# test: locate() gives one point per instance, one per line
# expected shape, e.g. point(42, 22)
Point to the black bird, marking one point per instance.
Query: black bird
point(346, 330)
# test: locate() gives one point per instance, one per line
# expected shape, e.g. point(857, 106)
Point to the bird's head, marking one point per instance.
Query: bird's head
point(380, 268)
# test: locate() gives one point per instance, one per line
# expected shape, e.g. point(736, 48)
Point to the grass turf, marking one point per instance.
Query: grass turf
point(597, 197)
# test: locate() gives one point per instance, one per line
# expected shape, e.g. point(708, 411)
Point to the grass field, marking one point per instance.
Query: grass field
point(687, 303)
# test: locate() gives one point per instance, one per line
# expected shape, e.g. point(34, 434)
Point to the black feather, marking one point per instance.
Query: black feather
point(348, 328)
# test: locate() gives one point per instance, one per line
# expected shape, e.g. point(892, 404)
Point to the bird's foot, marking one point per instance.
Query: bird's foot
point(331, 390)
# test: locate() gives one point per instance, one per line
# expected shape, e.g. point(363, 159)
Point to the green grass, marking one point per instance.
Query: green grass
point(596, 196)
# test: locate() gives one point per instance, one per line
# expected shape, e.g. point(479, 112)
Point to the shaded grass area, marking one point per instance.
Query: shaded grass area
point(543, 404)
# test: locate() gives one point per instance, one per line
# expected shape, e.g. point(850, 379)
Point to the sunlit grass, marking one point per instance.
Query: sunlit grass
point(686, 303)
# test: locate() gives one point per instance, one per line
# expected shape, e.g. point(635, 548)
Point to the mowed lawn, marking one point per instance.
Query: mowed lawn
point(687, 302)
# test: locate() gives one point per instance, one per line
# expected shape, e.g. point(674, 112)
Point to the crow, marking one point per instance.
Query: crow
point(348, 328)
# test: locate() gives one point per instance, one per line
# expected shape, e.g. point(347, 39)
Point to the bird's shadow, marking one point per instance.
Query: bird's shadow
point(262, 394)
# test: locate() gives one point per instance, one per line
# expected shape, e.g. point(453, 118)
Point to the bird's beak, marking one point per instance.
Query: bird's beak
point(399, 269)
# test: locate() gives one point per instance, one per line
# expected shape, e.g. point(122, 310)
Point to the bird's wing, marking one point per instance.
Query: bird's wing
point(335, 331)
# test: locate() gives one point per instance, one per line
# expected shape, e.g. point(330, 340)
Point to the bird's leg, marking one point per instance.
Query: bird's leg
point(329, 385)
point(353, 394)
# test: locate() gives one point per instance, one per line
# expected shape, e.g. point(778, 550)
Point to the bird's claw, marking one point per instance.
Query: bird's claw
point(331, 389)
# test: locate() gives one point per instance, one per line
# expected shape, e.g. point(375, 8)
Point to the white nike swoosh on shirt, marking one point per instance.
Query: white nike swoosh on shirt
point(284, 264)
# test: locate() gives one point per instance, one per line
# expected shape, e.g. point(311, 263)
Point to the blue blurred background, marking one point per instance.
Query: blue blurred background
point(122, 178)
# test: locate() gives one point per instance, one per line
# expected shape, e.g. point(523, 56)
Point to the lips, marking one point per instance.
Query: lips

________________________

_Short problem:_ Reproduce all of the data above word for word, line by line, in its original order.

_Solution to this exercise:_
# test: locate() gives one point per instance, one per line
# expected shape, e.g. point(42, 22)
Point to the black bird, marking one point per instance.
Query: black bird
point(346, 330)
# test: locate() gives one point per instance, one per line
# expected shape, e.g. point(857, 106)
Point to the bird's head, marking one point per instance.
Query: bird's head
point(380, 268)
# test: locate() gives one point per instance, one per line
# expected shape, e.g. point(736, 48)
Point to the grass turf, marking one point per instance.
Query: grass turf
point(597, 197)
# test: locate() gives one point per instance, one per line
# expected shape, e.g. point(708, 411)
Point to the grass field, marking one point per instance.
Query: grass field
point(687, 303)
# test: locate() gives one point per instance, one per line
# expected shape, e.g. point(34, 434)
Point to the black feather, marking one point per instance.
Query: black feather
point(348, 328)
# test: locate() gives one point per instance, one per line
# expected shape, e.g. point(892, 404)
Point to the bird's foot, marking one point per instance.
Query: bird's foot
point(331, 390)
# test: locate() gives one point per instance, one per line
# expected shape, e.g. point(363, 159)
Point to the green grass, marking one point per instance.
Query: green grass
point(596, 196)
# test: locate() gives one point per instance, one per line
# expected shape, e.g. point(479, 112)
Point to the shaded grass area, marking one point per instance.
Query: shaded grass area
point(543, 404)
# test: locate() gives one point per instance, one per line
# expected shape, e.g. point(850, 379)
Point to the sunlit grass, marking one point per instance.
Query: sunlit grass
point(686, 303)
# test: locate() gives one point per instance, one per line
# expected shape, e.g. point(635, 548)
Point to the mowed lawn, marking one point per instance.
Query: mowed lawn
point(687, 302)
# test: locate() gives one point per instance, one per line
# expected shape, e.g. point(674, 112)
Point to the crow, marking one point per instance.
Query: crow
point(348, 328)
# test: locate() gives one point per instance, one per line
# expected shape, e.g. point(347, 39)
Point to the bird's shadow, marking one point per instance.
Query: bird's shadow
point(262, 394)
# test: locate() gives one point per instance, one per line
# expected shape, e.g. point(453, 118)
Point to the bird's beak, marking one point per instance.
Query: bird's beak
point(399, 269)
# test: locate() gives one point per instance, one per line
# expected shape, e.g. point(122, 310)
Point to the bird's wing, marking one point per instance.
Query: bird's wing
point(335, 331)
# test: locate() gives one point per instance, one per line
# expected shape, e.g. point(330, 340)
Point to the bird's leg, marking one point per instance.
Query: bird's leg
point(329, 385)
point(353, 394)
# test: locate() gives one point per instance, one per line
# expected shape, e.g. point(778, 550)
Point to the bird's claw, marking one point per instance.
Query: bird's claw
point(331, 389)
# test: locate() gives one point per instance, one per line
# expected shape, e.g. point(375, 8)
Point to the white nike swoosh on shirt, marking one point per instance.
Query: white nike swoosh on shirt
point(284, 264)
# test: locate() gives one point per instance, one per line
# expected shape, e.g. point(311, 263)
Point to the blue blurred background, marking one point per instance.
Query: blue blurred background
point(122, 178)
# test: locate() gives one point per instance, one per line
# expected shape, e.g. point(523, 56)
Point to the lips, marking one point per instance.
Query: lips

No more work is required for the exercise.